» **Text**:

--------------------------------------------------

Lung Nodule Localization
Computed tomography (CT) has recently replaced conventional X-ray as the primary screening tool for lung cancer because it has been shown to reduce mortality by as much as 20% in high risk patients. Unfortunately, there is a high false positive rate (FPR) associated with CT screening. At least one 'lung nodule' is detected in half of all CT scans, but only 10% of these 'nodules' are in fact cancerous. The goal of this project was to improve both localization and classification of lung nodules using deep learning methods with the LUNA16 dataset.

Overview
This master's thesis project focused on developing deep learning pipelines for automated lung nodule detection and classification using CT scan data. The work addressed the critical challenge of high false positive rates in lung cancer screening, where roughly 50% of CT scans show at least one nodule, but only 10% are actually cancerous. Using the LUNA16 dataset, we developed a two-stage approach combining U-Net architectures for nodule localization with classification models for false positive reduction.

Technical Approach
Our methodology consisted of three primary components:
- Data preprocessing pipeline to normalize and segment CT scan volumes, extracting regions of interest while maintaining spatial context
- 3D U-Net architecture for nodule detection and localization across axial, coronal, and sagittal planes
- CNN-based classification model for false positive reduction, trained on labeled nodule candidates

Results
The models achieved competitive performance on the LUNA16 challenge benchmarks. Our U-Net-based detector demonstrated strong sensitivity for nodule localization, while the classification pipeline significantly reduced false positives. The Free-Response Receiver Operating Characteristic (FROC) curves showed improvements over baseline methods, particularly for smaller nodules that are most challenging to detect.

Technical Implementation
- TensorFlow and Keras for deep learning model development and training
- AWS EC2 P2 instances with NVIDIA K80 GPUs for model training
- Custom data pipeline for processing large medical imaging datasets (DICOM format)
- Extensive data augmentation including rotations, translations, and intensity transforms
This project was completed as a Master's thesis in Data Science & Engineering at UC San Diego, demonstrating the application of deep learning to critical healthcare challenges in early cancer detection.

--------------------------------------------------

» **Raw data**:
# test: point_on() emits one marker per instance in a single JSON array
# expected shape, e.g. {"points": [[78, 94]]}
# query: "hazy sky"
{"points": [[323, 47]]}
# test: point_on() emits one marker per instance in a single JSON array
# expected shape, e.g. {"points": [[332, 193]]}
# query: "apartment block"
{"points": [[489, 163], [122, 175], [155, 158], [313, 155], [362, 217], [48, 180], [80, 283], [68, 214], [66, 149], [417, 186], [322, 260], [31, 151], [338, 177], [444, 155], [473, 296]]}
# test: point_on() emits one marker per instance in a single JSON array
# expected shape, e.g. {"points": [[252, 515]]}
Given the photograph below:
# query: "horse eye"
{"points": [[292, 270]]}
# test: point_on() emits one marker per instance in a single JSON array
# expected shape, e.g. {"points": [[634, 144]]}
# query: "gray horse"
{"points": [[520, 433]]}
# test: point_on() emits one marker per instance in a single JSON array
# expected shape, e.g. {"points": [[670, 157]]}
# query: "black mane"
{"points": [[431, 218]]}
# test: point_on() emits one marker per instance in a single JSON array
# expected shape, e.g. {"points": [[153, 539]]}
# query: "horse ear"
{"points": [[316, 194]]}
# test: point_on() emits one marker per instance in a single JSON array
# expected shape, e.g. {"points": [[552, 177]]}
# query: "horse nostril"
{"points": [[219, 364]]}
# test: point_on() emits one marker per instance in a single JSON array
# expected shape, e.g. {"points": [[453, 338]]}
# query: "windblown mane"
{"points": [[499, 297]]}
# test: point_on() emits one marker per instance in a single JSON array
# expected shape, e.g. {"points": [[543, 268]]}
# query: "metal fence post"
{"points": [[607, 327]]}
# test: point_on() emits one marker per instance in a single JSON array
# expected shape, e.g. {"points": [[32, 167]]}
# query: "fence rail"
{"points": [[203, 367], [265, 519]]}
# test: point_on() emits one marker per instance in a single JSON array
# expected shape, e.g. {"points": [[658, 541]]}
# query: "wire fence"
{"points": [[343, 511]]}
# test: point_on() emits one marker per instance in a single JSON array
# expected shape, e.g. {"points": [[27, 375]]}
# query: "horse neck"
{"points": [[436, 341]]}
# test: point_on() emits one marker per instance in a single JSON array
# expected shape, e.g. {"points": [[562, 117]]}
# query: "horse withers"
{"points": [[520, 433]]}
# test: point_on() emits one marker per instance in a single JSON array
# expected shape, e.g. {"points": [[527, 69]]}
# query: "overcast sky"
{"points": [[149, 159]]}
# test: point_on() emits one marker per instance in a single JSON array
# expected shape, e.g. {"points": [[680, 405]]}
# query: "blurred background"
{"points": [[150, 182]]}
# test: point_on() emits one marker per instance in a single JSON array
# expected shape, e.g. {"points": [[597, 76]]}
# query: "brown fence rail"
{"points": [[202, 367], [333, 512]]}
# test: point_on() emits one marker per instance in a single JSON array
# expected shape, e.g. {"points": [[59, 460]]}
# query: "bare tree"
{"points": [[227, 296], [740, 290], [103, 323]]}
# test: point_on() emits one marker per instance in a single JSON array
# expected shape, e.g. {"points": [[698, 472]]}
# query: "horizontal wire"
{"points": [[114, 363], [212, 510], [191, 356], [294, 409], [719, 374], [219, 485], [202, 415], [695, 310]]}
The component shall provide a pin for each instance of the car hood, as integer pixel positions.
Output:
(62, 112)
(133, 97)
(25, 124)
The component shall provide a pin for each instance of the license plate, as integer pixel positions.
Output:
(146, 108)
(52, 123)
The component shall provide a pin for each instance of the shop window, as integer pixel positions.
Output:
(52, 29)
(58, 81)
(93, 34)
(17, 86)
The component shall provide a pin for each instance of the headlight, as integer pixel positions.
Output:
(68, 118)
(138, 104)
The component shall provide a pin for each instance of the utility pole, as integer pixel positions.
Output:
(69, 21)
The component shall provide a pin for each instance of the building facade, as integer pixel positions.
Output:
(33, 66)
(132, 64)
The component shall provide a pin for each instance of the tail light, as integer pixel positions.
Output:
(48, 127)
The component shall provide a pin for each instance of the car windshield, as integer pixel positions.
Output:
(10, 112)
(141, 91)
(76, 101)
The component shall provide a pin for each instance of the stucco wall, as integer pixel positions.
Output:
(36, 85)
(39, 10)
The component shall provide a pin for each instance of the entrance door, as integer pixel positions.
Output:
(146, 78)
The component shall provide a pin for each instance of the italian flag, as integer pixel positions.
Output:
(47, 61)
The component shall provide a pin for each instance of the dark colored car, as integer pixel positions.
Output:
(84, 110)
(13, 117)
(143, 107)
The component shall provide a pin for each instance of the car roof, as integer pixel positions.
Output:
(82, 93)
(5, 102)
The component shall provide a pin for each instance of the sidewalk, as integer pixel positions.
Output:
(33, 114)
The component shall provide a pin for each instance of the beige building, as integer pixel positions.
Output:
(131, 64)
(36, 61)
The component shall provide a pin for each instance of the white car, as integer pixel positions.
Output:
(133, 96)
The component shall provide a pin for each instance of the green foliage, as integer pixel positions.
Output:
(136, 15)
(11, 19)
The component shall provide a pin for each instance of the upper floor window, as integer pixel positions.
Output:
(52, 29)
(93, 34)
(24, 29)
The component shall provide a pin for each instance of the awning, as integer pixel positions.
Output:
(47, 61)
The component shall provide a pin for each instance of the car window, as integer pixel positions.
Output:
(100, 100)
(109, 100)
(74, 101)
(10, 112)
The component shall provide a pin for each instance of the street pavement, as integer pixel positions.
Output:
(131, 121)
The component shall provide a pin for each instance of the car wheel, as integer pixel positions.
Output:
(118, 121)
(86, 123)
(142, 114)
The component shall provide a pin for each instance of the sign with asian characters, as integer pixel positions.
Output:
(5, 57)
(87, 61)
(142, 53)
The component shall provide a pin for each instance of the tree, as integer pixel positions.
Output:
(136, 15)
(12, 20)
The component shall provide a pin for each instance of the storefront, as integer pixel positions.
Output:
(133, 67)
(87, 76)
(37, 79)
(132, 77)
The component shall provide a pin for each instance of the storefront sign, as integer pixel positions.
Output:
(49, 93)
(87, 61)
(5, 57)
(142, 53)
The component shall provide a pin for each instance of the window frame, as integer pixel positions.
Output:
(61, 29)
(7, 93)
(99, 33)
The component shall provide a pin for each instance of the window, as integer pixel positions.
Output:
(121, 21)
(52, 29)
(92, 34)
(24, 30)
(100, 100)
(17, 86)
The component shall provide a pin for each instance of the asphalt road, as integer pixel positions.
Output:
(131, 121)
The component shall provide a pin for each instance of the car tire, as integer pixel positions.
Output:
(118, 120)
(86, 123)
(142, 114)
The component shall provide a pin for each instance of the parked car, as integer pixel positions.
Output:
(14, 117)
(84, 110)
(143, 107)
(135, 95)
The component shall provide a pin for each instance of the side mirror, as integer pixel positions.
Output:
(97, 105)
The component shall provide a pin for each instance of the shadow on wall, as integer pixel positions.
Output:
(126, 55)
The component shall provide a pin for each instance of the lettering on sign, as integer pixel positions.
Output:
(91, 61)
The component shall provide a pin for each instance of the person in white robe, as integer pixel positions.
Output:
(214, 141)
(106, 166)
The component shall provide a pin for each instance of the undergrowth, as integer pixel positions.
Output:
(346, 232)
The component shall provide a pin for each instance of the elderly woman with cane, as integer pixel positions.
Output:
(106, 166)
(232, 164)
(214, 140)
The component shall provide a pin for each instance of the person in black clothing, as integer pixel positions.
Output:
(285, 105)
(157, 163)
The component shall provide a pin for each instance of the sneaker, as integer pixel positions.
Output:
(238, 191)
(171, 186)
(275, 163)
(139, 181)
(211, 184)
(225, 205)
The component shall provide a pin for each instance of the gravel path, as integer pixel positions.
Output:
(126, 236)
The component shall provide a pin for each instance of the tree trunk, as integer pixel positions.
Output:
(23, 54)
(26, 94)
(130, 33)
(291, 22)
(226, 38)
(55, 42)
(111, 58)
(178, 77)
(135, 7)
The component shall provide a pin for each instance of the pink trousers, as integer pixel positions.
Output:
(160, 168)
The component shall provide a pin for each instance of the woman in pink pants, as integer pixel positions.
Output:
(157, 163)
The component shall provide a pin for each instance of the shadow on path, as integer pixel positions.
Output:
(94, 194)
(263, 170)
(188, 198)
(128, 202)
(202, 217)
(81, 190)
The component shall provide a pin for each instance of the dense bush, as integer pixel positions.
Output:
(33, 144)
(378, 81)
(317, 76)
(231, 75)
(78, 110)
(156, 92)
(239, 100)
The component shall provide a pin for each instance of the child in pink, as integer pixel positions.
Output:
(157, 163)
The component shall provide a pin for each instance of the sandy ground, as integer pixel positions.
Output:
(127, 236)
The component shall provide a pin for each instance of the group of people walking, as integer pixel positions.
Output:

--------------------------------------------------

» **Required action 1**:
Answer these questions using the lung nodule project text above.
(a) What percentage of the nodules detected in CT scans are actually cancerous?
(b) What GPUs were used to train the models?
(c) At which university was the thesis completed?
» **Required action 2**:
For each statement, say whether the lung nodule project text agrees with it. Answer yes or no and quote the words that decide it.
(a) CT screening has been shown to reduce mortality in high risk patients.
(b) The models were developed with PyTorch.
(c) The 3D U-Net was used to classify nodule candidates and reduce false positives.

» **Your solution 1**:
(a) 10%
(b) NVIDIA K80 GPUs, on AWS EC2 P2 instances
(c) UC San Diego

» **Your solution 2**:
(a) Yes: "it has been shown to reduce mortality by as much as 20% in high risk patients"
(b) No: "TensorFlow and Keras for deep learning model development and training"
(c) No: "3D U-Net architecture for nodule detection and localization across axial, coronal, and sagittal planes"